==== Records shown
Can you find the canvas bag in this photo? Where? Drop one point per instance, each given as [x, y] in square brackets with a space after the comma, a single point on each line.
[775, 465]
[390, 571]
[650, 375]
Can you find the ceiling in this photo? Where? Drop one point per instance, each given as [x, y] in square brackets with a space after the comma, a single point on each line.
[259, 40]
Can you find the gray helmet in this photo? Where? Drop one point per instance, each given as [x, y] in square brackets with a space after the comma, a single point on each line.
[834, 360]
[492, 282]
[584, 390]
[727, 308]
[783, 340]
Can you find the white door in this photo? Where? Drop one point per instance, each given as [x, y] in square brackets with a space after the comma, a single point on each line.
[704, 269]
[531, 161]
========
▶ [Assignment]: All entries are to be retyped with no difference from the original.

▶ [Output for this task]:
Can you find the canvas bag in this photo? Where? Drop one point per instance, each given as [x, y] in square brackets with a space after the comma, a single point on each line.
[775, 465]
[390, 571]
[650, 375]
Can you find the ceiling in this photo? Where? Drop one point per instance, each given as [x, y] in square brackets with a space after the comma, a single point on each line.
[259, 40]
Can you find the gray helmet in this photo? Where? Drop one point per instance, each given as [x, y] in square brackets with a space after the comma, a single point on each line.
[834, 360]
[492, 282]
[584, 390]
[727, 308]
[783, 340]
Can you find the white door in this photo? Where? Drop one point per instance, each given as [x, y] in square brackets with a space after the comma, a single point on each line.
[704, 269]
[531, 161]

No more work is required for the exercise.